> _Requirements_:
[1] Using the article on the Game of Thrones prequel, decide whether each statement agrees with it, answering yes or no and quoting the words that settle it: (a) The prequel is set around 5,000 years before the events of Game of Thrones. (b) Bloodmoon has been confirmed as the official title of the prequel. (c) A Slovak actor plays the Night King.
[2] Write the next few sentences of the article on the Game of Thrones prequel, continuing from its final line.

Game of Thrones prequel: Everything we know so far

Image source, HBO

Game of Thrones took its final bow last night after eight thrilling seasons.

But with a prequel already announced, fans don't have to wait too long until their Westeros-shaped hole is filled once again.

Here's everything we know about it - from the title to the casting line-up and everything in between.

What's it going to be called?

There's no official title yet but a couple have been brandished about over the last few months.

According to some reports it's being referred to as Bloodmoon by those working on the set in Belfast.

Image source, Getty Images

George RR Martin, the author and creator of Game of Thrones, previously referred to the pilot as The Long Night - but had to backtrack and state that the show is still untitled.

The Long Night was the name of episode three in season eight of Game of Thrones, when the Night King rocked up at Westeros.

When is it set?

Whatever it's called, the show will be set around 5,000 years before events in Game of Thrones.

That means none of the characters we've come to love and hate over the last eight years will even be alive yet.

But there is one exception.

The Night King, played by Slovak actor Vladimir Furdik, will feature in the prequel.

Which brings us on to the next point...

What's it going to be about?

The series "chronicles the world's descent from the golden Age of Heroes into its darkest hour", according to HBO.

"From the horrifying secrets of Westeros's history to the true origin of the White Walkers, the mysteries of the East to the Starks of legend, only one thing is for sure: it's not the story we think we know."

The Age of Heroes refers to the period of time when the Children of the Forest made a pact with the First Men, which brought about peace.

Image source, HBO
Image caption, Wouldn't want to bump into The Children of the Forest, peace treaty or not

And the "darkest hour" is a reference to The Long Night, which is when the White Walkers first descended on the world, disturbing that peace and bringing the savage winter that lasted for years.

So it looks like we'll finally get an origin story for the Night King, and potentially something about the Stark/Lannister back story.

The prequel takes place when Bran the Builder, the Stark ancestor who built both Winterfell and the Wall, was alive.

> _Entries_:

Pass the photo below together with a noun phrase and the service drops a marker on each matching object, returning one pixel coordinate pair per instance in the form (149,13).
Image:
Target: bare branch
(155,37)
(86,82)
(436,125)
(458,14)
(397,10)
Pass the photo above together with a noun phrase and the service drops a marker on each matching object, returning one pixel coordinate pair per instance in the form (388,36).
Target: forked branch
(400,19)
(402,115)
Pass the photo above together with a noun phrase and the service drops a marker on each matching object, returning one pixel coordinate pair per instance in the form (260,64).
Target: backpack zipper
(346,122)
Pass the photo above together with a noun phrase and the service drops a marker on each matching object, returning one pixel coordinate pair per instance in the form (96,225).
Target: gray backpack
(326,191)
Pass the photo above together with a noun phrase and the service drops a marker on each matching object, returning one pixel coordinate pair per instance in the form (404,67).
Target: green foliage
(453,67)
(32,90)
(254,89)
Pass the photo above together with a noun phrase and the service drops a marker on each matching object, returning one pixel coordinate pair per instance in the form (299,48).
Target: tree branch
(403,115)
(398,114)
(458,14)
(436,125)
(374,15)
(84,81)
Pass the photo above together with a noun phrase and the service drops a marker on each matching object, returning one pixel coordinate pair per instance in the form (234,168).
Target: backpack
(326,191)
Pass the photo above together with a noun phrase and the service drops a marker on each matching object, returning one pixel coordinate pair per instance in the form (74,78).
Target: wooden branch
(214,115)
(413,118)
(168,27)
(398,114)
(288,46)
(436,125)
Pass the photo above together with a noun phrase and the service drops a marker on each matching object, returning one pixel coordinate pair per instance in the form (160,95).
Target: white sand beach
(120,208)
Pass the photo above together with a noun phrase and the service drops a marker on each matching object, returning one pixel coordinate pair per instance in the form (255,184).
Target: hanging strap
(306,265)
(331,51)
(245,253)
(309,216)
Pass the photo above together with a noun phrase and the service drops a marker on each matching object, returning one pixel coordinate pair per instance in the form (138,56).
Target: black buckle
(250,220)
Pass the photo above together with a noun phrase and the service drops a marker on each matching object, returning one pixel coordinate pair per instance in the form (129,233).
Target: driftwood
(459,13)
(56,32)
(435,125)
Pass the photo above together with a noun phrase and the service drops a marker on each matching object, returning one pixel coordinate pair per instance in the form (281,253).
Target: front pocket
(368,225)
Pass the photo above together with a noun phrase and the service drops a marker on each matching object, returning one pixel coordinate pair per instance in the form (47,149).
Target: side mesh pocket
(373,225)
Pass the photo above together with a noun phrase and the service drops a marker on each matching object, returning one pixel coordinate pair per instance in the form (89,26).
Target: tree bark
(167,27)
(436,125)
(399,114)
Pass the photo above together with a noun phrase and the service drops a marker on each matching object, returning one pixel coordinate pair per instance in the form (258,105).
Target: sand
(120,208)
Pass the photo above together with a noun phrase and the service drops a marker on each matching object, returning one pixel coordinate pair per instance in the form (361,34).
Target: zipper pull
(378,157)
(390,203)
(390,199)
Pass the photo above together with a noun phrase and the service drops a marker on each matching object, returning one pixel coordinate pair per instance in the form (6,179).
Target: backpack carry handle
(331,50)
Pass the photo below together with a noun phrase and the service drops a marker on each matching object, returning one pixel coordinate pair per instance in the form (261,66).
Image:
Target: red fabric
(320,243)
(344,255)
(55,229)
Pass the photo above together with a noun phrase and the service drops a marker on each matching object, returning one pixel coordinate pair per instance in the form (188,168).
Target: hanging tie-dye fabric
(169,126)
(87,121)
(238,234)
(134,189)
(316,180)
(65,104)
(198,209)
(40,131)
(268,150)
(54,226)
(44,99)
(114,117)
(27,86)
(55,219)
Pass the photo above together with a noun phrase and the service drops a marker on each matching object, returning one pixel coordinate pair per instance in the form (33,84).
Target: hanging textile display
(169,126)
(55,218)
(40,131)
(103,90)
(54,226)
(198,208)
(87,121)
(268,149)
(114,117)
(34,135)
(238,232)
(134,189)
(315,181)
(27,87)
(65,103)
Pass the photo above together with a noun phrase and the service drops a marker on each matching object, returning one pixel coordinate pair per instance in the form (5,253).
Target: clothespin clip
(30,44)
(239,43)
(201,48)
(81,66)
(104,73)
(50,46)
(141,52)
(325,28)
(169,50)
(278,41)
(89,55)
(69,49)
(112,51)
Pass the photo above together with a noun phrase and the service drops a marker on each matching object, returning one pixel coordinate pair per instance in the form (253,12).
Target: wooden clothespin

> _Responses to the tasks_:
[1]
(a) Yes: "the show will be set around 5,000 years before events in Game of Thrones."
(b) No: "There's no official title yet"
(c) Yes: "The Night King, played by Slovak actor Vladimir Furdik, will feature in the prequel."

[2]
And with Lann the Clever who founded House Lannister also around during this time there's a chance we'll get some background to the famous rivalry.

Will there be any dragons?

Sorry - no.

"You're looking at a whole different era of Westeros," George RR Martin told the Hollywood Reporter last month.

"No dragons, no Iron Throne, no King's Landing."

Who's going to be in it?

Image source, Getty Images

Oscar nominee Naomi Watts, who's starred in things like King Kong, is the biggest name signed up to the prequel so far and was the first to be confirmed.

She's been cast in a leading role as "a charismatic socialite hiding a dark secret".

Fans are speculating that she could be playing Nissa Nissa - the wife of legendary hero Azor Ahai who's known for wielding a burning sword called Lightbringer - although that is still unconfirmed.

Image source, Getty Images
Image caption, Rita Skeeter actress Miranda Richardson has been cast in the prequel

Naomi isn't the only Oscar nominee to bag a role - Miranda Richardson, who played journalist Rita Skeeter in Harry Potter, has also been confirmed.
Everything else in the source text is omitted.